• _Data supplied_:
● ● ● ● ●

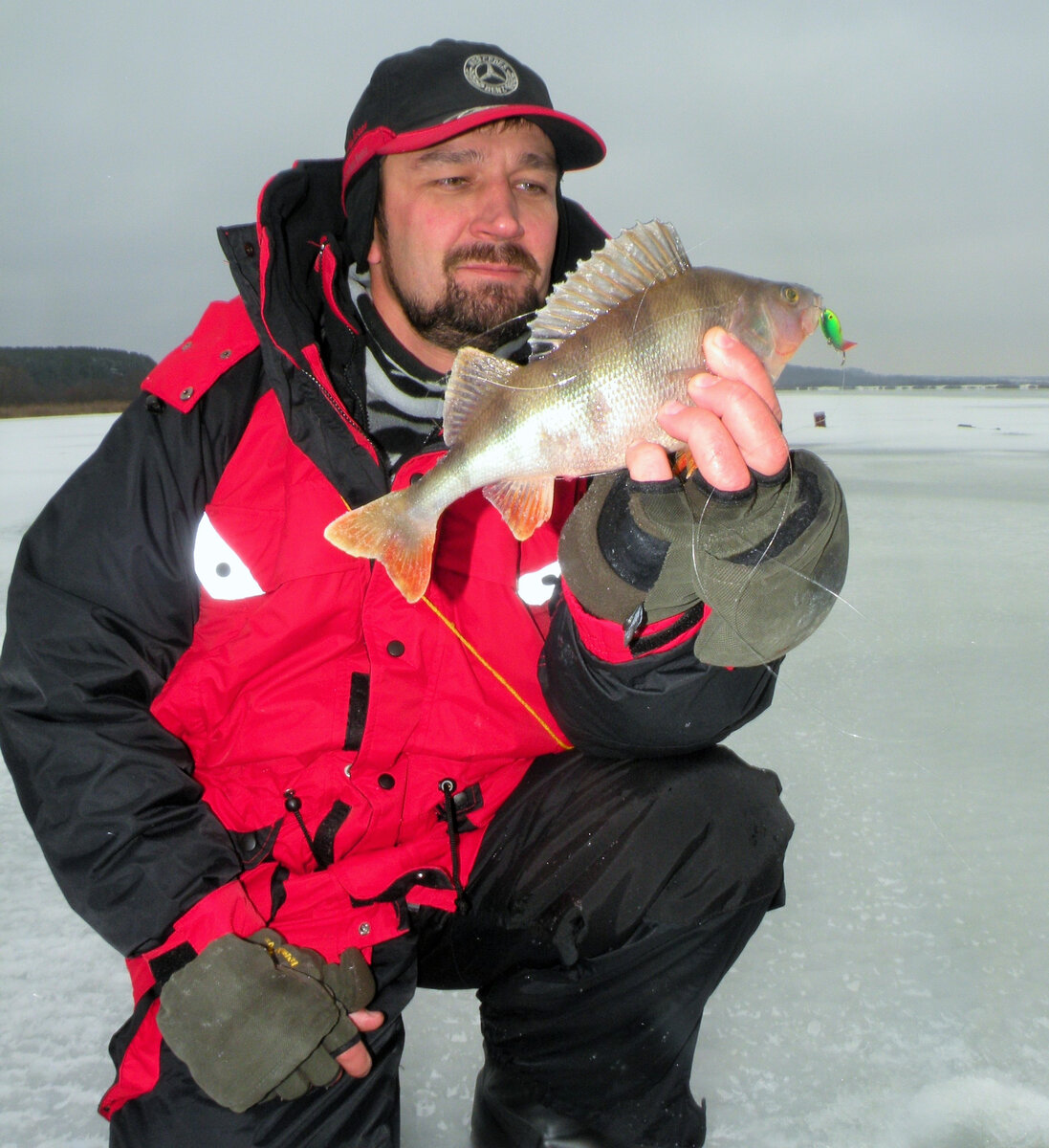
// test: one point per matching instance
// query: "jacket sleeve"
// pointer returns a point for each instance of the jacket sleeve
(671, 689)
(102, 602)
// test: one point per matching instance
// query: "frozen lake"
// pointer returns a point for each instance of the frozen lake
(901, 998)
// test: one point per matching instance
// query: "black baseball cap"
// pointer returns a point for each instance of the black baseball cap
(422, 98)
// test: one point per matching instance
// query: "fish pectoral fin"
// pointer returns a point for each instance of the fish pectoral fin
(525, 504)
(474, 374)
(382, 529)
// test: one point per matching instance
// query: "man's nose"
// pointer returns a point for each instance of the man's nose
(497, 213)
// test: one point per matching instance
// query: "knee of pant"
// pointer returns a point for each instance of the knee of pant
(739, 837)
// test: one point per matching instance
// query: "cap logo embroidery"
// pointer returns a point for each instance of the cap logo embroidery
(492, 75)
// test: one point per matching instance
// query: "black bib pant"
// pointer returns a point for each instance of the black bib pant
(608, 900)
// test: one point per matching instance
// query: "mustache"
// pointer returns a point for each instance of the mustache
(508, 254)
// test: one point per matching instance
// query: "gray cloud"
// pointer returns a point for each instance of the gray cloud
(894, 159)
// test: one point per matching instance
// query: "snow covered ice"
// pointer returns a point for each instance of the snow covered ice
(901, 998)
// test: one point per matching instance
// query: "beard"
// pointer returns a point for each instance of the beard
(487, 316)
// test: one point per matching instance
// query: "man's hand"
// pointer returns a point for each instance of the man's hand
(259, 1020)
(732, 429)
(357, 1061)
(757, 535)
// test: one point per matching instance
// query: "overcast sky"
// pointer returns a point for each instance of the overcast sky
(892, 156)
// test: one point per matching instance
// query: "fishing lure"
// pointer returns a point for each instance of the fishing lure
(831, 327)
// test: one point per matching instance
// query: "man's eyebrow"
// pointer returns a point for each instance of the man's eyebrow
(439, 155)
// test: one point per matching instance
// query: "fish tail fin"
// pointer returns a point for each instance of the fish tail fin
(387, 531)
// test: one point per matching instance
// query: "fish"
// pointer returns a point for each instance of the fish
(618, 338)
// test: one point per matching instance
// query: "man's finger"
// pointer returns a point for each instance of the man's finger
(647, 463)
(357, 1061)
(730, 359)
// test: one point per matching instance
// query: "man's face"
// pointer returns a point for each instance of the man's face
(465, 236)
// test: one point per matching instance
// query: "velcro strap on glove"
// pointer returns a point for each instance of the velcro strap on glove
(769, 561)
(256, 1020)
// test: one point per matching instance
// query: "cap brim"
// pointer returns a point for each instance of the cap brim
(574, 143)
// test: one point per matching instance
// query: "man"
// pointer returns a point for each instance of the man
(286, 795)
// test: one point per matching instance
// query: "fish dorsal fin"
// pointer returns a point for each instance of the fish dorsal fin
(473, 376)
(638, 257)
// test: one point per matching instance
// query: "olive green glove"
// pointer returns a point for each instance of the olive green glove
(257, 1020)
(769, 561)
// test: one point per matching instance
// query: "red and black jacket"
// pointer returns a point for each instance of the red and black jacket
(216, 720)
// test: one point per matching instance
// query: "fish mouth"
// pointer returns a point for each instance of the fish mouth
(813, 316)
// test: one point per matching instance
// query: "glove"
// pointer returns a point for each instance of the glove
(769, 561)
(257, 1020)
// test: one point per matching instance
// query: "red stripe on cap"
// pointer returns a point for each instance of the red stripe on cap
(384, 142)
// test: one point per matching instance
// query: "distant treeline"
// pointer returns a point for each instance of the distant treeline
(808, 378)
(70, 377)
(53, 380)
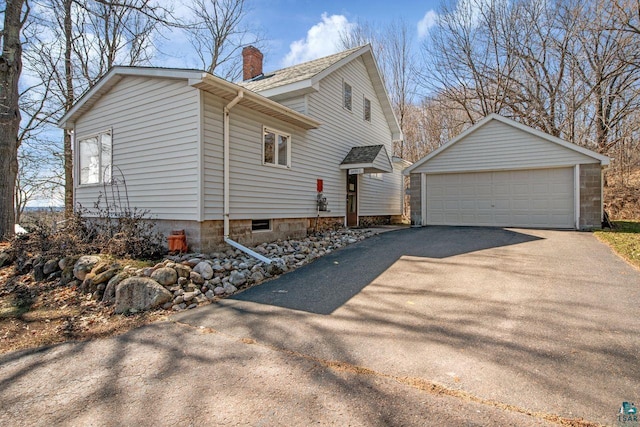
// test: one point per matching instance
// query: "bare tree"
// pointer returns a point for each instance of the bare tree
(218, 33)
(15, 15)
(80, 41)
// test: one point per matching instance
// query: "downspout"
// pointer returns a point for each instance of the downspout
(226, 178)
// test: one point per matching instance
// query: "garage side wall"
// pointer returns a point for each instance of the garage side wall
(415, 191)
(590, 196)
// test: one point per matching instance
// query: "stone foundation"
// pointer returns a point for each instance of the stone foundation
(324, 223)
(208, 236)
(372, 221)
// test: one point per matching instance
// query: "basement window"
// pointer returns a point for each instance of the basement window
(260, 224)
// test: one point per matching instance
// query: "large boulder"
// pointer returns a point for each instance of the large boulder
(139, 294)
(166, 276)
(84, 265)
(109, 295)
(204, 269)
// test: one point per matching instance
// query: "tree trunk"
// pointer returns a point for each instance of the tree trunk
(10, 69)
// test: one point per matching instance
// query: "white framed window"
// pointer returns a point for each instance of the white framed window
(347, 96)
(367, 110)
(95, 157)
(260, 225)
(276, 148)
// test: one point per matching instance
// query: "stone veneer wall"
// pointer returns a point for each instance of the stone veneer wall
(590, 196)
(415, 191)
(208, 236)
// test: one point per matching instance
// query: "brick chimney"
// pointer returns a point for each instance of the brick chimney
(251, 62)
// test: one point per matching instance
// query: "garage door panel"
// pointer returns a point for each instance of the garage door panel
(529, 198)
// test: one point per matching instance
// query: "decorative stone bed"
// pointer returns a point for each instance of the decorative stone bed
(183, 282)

● ● ● ● ●

• _Exercise brief_: Transcribe the listing exactly; skip the pictures.

• _Exercise response_:
// test: one point per matching instance
// query: "jacket sleeve"
// pointer returns a point for each instance of the jacket sleeve
(671, 689)
(102, 602)
// test: one point per matching instance
// query: "frozen lake"
// pointer returns a point for each instance of the frozen lake
(901, 998)
// test: one point per matching instance
// query: "black baseball cap"
// pointer returns a point for each instance of the black baseball cap
(422, 98)
// test: one point per matching instance
// query: "fish pectoral fin"
// pointer returns a point for each instance of the fish pectoral fin
(525, 504)
(474, 374)
(382, 529)
// test: one point per matching instance
// query: "man's nose"
// pointer returns a point for each instance of the man's nose
(497, 213)
// test: one point per matching instance
// query: "knee of pant"
// pointer returns a point for each instance of the knee of pant
(739, 837)
// test: one point per matching instance
// query: "cap logo embroidery"
// pointer returns a point for each instance of the cap logo embroidery
(492, 75)
// test: one point per matching instance
// query: "black bib pant"
// pointer returns a point for each instance of the black bib pant
(608, 900)
// test: one point per matching instance
// query: "mustache"
// pointer returns a point for each instance of the mustache
(508, 254)
// test: one point per matching instance
// query: "gray cloud"
// pointer returns a point for each instance of the gray cloud
(894, 159)
// test: one point per matching instance
// query: "snow covered ice"
// pointer returns a point for each instance of the snow covered ice
(901, 998)
// test: one point per matching instance
// query: "beard"
// pointer returns a point for each instance of the beard
(487, 316)
// test: one point per matching instance
// query: "man's hand"
// pointer returns a point for each instance of the man's hand
(259, 1020)
(732, 429)
(357, 1061)
(757, 535)
// test: one point per matching instance
// query: "overcast sky"
// pointer returns a point for each instance of the overcast sky
(892, 156)
// test: one point per matching instance
// query: "fishing lure"
// pointer returns a point for each instance of the fishing lure
(831, 327)
// test: one point per matching instance
// query: "man's eyebrow"
// pointer returns a point for each instance of the man's eyebrow
(439, 155)
// test: one point per matching instance
// query: "fish tail fin"
// pointer returns a point for each instance of the fish tail fin
(387, 531)
// test: one point per matching instance
// query: "fish"
// pointer returns a point for each instance of the fish
(618, 338)
// test: one point per matching instance
// query: "man's finger"
// pointer returns a point for each instance of the man's finger
(647, 463)
(357, 1061)
(730, 359)
// test: one point per matching instance
// query: "man's face"
// pointer returns a point for each instance of the man's face
(465, 236)
// test: one point per matching instance
// query: "velcro strap on glove"
// pointer returns a point for each instance of the velcro strap on glove
(769, 561)
(256, 1020)
// test: one point per matching instance
// query: "cap brim"
// pointer returns a point for each instance of the cap brim
(574, 143)
// test: one point per matching instance
// query: "man"
// pointer returns a point for each instance of the man
(286, 795)
// test: one point per matching instance
// query: "fish dorsal fin"
// pointer returns a point for each instance of the fish dorsal fin
(473, 376)
(638, 257)
// test: one point per matching instance
// query: "olive green glove"
// pointer returns a point for each instance of the olive green glove
(257, 1020)
(769, 561)
// test: one point per matching instance
// query: "red and black jacket"
// pointer returns a point for each instance of the red and black jacket
(216, 720)
// test: one point per matching instance
// query: "fish mouth"
// pointer returns a point for each instance of the fish mouth
(813, 316)
// test: one point per matching instance
// query: "glove"
// pointer returns a point for each instance of the glove
(769, 561)
(257, 1020)
// test: one point per matching instance
// query: "red stripe on cap"
// pointer returns a point for each instance of the red stripe on cap
(384, 142)
// test: one point per matching instance
// query: "distant treeline"
// pointer returns a point for each instance of the distant treeline
(808, 378)
(70, 377)
(53, 380)
// test: one point per matching instance
// query: "bare tree"
// pointer returns a point for each instance of the bare tree
(218, 33)
(15, 15)
(80, 41)
// test: one point per matching instance
// query: "downspout"
// pointer returns a point for each instance of the downspout
(226, 178)
// test: one point per matching instance
// query: "garage side wall"
// pointer returns a point for each instance of the garage side wall
(415, 191)
(590, 196)
// test: one point per matching instance
// query: "stone foundation"
// pointer returns a point for each instance of the stone foundation
(324, 223)
(208, 236)
(372, 221)
// test: one point per matching instance
// query: "basement window"
// pointer returns a point for each instance of the basement window
(260, 224)
// test: one point per matching instance
// query: "large boulder"
// pointer returns a point for each instance of the large boulder
(139, 294)
(166, 276)
(84, 265)
(109, 295)
(204, 269)
// test: one point per matching instance
// query: "tree trunk"
// pointer returns a point for each instance of the tree trunk
(10, 69)
// test: one point per matching instance
// query: "white framed window"
// pointer returns a point for each instance of the white framed window
(347, 96)
(367, 110)
(95, 157)
(260, 225)
(276, 148)
// test: one point per matching instance
// query: "stone veneer wall"
// pointer returns a point for each instance of the stone veneer wall
(590, 196)
(415, 191)
(208, 236)
// test: one point per matching instance
// query: "brick chimney"
// pointer returns a point for each instance of the brick chimney
(251, 62)
// test: one point per matching instance
// query: "garage door panel"
// pointer returns a point for each instance of the garage door panel
(529, 198)
// test: one point per matching instance
// query: "decorative stone bed"
// pointer returns a point for each instance of the decorative stone bed
(183, 282)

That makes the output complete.